§ Task goal:
Please give back word for word the lines below, from the first one through the one with "Kindly review the image provided above and locate the vertical".

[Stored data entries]
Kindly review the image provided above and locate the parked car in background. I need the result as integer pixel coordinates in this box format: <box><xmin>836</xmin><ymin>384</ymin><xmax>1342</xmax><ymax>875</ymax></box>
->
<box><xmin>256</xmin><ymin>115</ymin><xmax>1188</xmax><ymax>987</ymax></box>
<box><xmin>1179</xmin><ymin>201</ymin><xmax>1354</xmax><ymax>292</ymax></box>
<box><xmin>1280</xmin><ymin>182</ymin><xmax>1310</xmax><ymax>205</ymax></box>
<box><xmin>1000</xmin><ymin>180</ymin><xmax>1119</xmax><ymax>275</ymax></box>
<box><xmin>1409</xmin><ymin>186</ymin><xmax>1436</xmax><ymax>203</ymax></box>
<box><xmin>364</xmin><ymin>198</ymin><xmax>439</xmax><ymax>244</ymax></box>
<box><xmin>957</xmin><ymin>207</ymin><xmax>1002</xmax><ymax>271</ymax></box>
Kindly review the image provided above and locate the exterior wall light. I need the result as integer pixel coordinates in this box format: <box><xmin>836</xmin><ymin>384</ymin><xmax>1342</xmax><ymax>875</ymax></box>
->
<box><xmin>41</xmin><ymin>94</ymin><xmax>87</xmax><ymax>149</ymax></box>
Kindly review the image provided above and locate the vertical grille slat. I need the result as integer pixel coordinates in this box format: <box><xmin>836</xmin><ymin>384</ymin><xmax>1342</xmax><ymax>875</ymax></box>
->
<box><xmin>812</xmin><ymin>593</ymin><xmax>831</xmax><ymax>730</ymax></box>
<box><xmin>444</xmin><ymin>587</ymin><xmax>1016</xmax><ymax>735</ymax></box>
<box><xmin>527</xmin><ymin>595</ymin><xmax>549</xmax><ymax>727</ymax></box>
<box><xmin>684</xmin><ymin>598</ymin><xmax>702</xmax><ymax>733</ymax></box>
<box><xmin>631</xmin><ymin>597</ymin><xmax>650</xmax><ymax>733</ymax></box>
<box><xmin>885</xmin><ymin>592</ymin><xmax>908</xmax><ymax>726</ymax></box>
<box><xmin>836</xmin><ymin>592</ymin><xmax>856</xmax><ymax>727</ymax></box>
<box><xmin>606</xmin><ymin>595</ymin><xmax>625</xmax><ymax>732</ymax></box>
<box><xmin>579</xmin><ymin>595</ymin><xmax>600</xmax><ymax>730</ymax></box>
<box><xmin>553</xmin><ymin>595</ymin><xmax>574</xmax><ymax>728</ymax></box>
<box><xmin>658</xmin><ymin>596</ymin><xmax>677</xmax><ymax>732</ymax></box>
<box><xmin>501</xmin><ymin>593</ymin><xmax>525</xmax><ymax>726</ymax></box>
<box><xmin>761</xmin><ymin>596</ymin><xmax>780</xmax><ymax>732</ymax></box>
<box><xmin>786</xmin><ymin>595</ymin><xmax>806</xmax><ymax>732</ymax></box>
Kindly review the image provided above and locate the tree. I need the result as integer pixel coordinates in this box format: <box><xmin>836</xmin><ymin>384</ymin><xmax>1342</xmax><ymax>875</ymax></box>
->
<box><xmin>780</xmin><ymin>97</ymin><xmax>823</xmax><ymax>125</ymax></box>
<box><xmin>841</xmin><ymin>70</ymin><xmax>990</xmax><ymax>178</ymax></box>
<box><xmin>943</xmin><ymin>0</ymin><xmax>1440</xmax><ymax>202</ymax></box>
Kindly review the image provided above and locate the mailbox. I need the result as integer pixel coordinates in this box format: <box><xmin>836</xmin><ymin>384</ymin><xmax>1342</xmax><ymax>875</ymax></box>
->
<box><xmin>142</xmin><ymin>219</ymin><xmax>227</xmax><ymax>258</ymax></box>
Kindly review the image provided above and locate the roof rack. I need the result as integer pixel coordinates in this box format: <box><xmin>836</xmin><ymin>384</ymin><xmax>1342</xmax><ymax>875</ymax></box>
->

§ Your solution:
Kindly review the image provided above and locate the parked car in background. I need the result as integer pixel coordinates in this box format: <box><xmin>836</xmin><ymin>384</ymin><xmax>1342</xmax><ymax>875</ymax></box>
->
<box><xmin>256</xmin><ymin>115</ymin><xmax>1188</xmax><ymax>987</ymax></box>
<box><xmin>1179</xmin><ymin>201</ymin><xmax>1354</xmax><ymax>292</ymax></box>
<box><xmin>1280</xmin><ymin>182</ymin><xmax>1310</xmax><ymax>205</ymax></box>
<box><xmin>1000</xmin><ymin>180</ymin><xmax>1119</xmax><ymax>275</ymax></box>
<box><xmin>1409</xmin><ymin>186</ymin><xmax>1436</xmax><ymax>203</ymax></box>
<box><xmin>364</xmin><ymin>198</ymin><xmax>439</xmax><ymax>244</ymax></box>
<box><xmin>957</xmin><ymin>207</ymin><xmax>1002</xmax><ymax>271</ymax></box>
Kindly review the image provided above and locate the exterior wall light. I need the result as integer pixel coordinates in this box format: <box><xmin>836</xmin><ymin>384</ymin><xmax>1342</xmax><ymax>875</ymax></box>
->
<box><xmin>41</xmin><ymin>94</ymin><xmax>87</xmax><ymax>149</ymax></box>
Kindly review the image provided above and locate the vertical grille slat. I need the result as integer pixel coordinates in this box format: <box><xmin>836</xmin><ymin>384</ymin><xmax>1342</xmax><ymax>875</ymax></box>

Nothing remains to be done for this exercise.